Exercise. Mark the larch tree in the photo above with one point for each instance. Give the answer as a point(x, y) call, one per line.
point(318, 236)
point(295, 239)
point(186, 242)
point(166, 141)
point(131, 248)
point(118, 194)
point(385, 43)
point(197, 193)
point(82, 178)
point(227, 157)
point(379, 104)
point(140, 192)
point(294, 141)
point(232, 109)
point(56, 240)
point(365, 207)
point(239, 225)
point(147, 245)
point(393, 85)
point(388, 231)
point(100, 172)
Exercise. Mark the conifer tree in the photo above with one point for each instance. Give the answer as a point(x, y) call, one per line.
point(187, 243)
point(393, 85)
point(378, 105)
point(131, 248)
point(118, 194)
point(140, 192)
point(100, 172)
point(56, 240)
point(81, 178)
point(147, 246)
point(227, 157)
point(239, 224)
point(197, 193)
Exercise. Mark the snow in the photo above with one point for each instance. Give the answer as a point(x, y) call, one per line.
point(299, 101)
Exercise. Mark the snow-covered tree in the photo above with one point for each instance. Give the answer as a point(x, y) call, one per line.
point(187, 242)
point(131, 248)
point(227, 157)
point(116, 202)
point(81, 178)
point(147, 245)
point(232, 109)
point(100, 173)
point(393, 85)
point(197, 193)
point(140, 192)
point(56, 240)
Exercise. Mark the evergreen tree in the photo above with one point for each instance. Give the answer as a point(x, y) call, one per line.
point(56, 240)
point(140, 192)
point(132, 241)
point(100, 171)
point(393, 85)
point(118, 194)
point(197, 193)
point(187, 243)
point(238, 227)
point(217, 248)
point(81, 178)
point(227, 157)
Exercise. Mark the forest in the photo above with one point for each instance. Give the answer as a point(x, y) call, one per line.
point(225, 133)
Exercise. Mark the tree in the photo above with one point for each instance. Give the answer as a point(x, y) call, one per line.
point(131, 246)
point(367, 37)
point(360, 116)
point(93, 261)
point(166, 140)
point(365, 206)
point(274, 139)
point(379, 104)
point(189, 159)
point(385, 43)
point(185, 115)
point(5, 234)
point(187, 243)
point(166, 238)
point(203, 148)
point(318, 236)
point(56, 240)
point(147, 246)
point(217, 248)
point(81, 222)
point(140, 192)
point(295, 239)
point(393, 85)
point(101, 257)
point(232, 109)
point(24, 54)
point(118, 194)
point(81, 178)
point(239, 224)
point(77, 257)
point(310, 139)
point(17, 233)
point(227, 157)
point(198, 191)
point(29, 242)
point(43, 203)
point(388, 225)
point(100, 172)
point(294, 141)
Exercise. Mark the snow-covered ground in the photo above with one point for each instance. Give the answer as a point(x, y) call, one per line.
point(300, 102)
****************
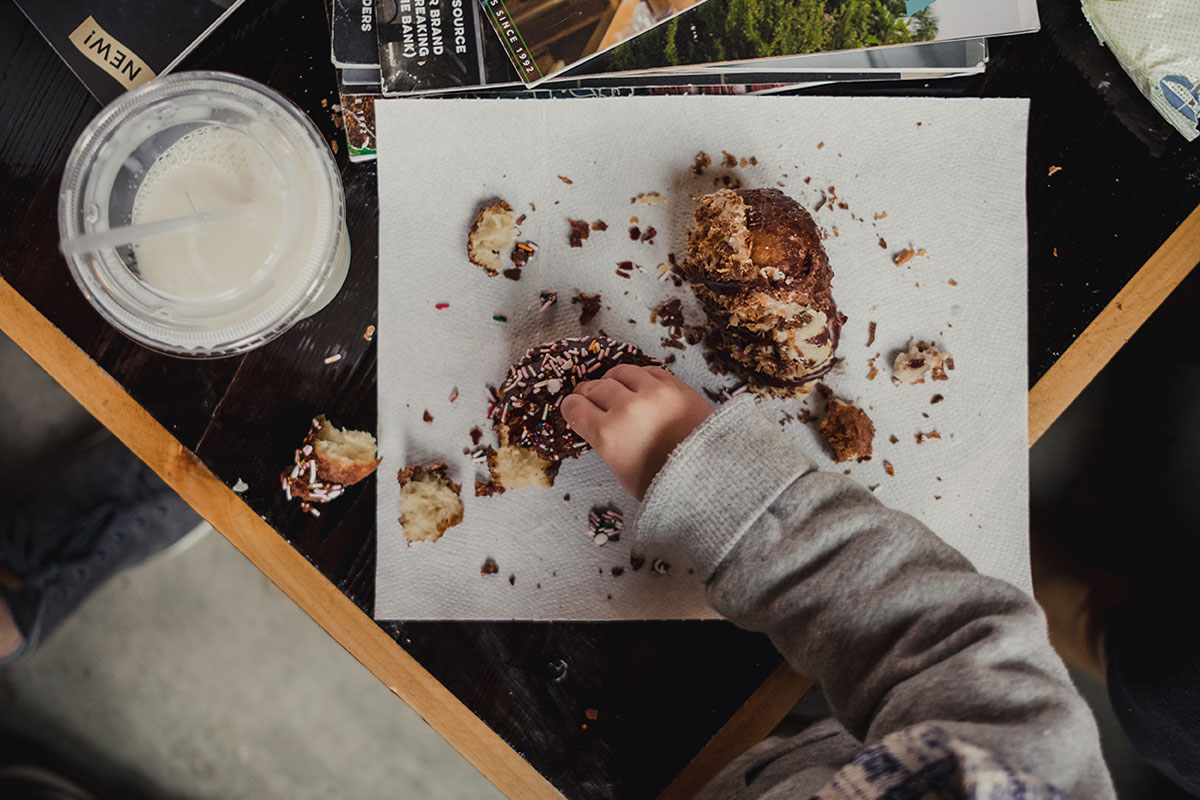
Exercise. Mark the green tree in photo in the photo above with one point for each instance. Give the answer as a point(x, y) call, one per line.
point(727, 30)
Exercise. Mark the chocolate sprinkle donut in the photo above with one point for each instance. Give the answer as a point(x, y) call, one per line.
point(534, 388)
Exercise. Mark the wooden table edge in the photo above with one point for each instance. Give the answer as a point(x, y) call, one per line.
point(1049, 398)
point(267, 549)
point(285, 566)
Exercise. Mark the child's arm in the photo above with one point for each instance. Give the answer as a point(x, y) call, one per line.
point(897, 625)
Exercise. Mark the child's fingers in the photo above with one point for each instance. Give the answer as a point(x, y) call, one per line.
****************
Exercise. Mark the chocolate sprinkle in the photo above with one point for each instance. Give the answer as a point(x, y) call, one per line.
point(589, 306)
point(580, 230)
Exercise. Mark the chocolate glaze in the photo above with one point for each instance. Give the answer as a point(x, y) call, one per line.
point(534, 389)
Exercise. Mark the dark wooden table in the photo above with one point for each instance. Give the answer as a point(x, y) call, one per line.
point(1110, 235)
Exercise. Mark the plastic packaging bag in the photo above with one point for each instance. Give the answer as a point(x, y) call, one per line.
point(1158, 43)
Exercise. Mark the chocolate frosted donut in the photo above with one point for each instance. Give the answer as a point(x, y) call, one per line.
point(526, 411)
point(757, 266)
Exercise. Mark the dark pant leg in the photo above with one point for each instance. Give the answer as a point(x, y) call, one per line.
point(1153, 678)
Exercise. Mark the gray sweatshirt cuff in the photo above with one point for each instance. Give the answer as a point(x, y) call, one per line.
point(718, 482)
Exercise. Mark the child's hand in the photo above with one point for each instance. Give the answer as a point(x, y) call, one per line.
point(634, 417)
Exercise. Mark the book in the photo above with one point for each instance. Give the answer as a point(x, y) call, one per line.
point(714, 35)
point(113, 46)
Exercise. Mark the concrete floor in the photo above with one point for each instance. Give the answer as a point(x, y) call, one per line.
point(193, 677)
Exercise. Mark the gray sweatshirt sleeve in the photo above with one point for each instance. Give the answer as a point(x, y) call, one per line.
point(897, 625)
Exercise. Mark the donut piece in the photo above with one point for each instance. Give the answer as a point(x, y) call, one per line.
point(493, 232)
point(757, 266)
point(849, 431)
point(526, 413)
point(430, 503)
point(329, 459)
****************
AIM OF THE TASK ::
Looking back over the data above, restate word for word the lines that begin at the line with "Exercise. Mark the wooden" and end at the line with "Exercise. Mark the child's fingers", inclusive.

RESPONSE TO THIS EXERCISE ::
Exercise. Mark the wooden table edge in the photo above with one point for each instance. Give the answer as a point(x, y) call, one per line.
point(1049, 398)
point(267, 549)
point(285, 566)
Exercise. Mark the child's arm in the photo above with one point for each instance. Give the answer as a point(x, y) call, one per line.
point(897, 625)
Exercise. Mark the child's fingers in the photo above with one point for each instance. Give the answer as a point(x, y) call, one per line.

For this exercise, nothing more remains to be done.